### WORK TASK:
Repeat the lines beginning at the one with "Task: locate the long" and running to the end of the material, keeping the first and last of them, exactly as they appear.

### INFORMATION GIVEN:
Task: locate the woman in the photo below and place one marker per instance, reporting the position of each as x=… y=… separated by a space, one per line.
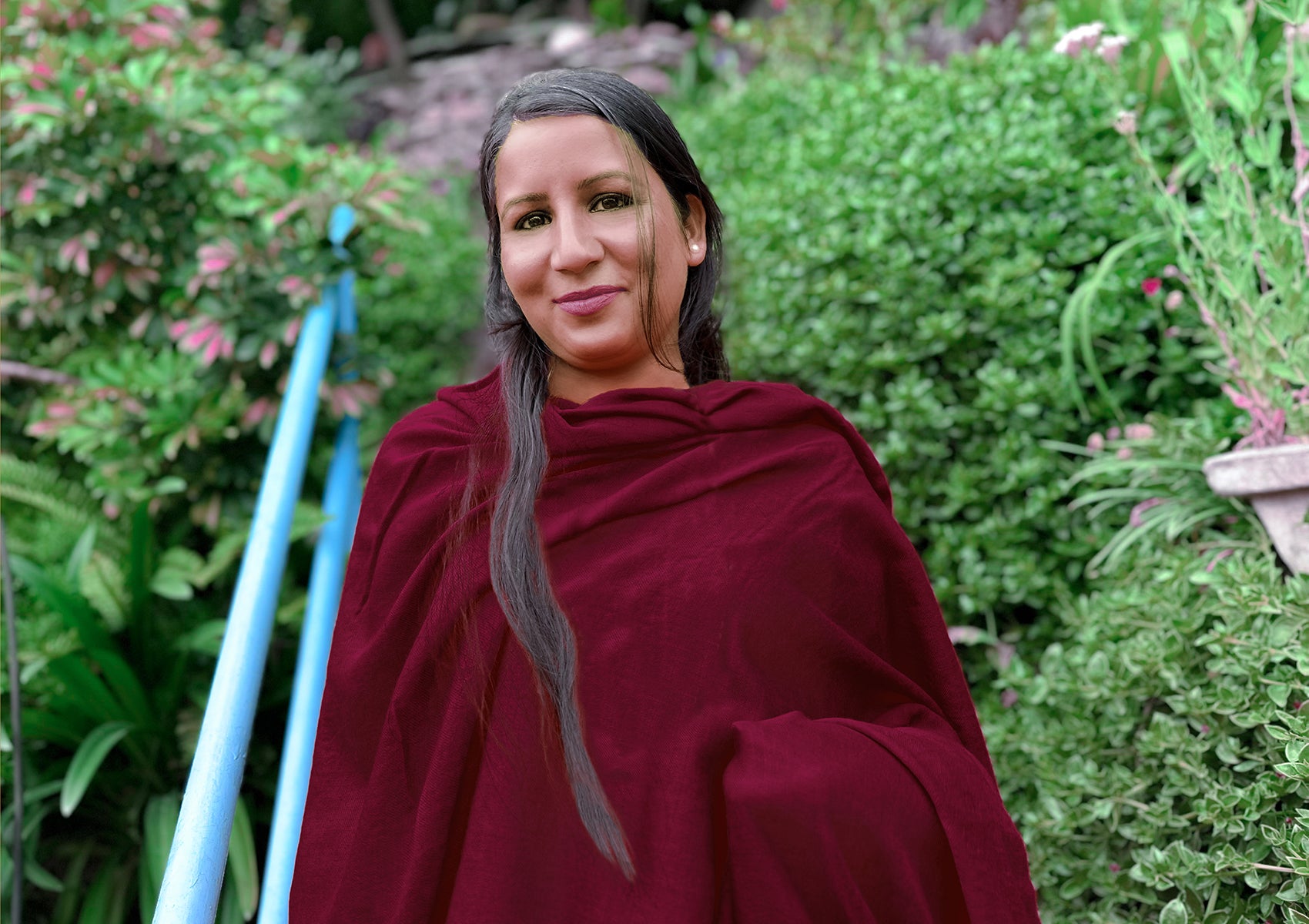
x=622 y=641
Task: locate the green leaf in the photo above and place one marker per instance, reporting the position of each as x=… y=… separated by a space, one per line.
x=72 y=892
x=1278 y=693
x=1174 y=912
x=72 y=608
x=243 y=864
x=41 y=877
x=80 y=555
x=87 y=691
x=106 y=899
x=87 y=761
x=159 y=825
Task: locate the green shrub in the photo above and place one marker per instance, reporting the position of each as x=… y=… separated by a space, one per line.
x=418 y=316
x=902 y=243
x=1153 y=750
x=164 y=233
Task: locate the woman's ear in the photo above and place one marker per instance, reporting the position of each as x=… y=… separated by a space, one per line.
x=694 y=229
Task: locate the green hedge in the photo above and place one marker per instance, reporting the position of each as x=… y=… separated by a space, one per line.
x=1153 y=750
x=902 y=243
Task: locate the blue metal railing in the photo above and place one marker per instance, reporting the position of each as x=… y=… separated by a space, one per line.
x=198 y=858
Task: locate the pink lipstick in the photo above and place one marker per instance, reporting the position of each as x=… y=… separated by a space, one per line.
x=588 y=301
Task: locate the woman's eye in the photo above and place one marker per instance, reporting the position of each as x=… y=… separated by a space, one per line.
x=608 y=202
x=531 y=222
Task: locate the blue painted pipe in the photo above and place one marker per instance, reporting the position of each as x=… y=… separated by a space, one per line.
x=199 y=852
x=340 y=501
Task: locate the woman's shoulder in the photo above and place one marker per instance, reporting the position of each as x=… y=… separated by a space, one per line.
x=458 y=418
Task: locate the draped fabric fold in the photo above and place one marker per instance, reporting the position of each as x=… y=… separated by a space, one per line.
x=766 y=684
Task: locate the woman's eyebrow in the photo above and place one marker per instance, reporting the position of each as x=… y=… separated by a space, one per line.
x=583 y=185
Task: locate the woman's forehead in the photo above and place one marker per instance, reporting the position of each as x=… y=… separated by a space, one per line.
x=561 y=147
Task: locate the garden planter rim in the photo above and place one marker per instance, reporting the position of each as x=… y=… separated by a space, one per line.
x=1253 y=471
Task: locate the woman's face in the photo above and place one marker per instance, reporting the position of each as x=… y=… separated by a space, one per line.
x=570 y=216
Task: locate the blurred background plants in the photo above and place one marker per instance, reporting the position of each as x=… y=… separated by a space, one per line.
x=953 y=245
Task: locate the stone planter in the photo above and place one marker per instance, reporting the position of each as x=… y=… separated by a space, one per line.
x=1275 y=480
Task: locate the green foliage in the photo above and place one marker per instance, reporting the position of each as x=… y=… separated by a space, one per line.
x=1155 y=469
x=418 y=316
x=162 y=235
x=109 y=724
x=1152 y=742
x=902 y=243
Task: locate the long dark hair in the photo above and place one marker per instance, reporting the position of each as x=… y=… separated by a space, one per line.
x=517 y=564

### ANSWER FOR THE TASK:
Task: locate the long dark hair in the photo above and place one marker per instance, reporting the position of each as x=… y=… separated by a space, one per line.
x=517 y=564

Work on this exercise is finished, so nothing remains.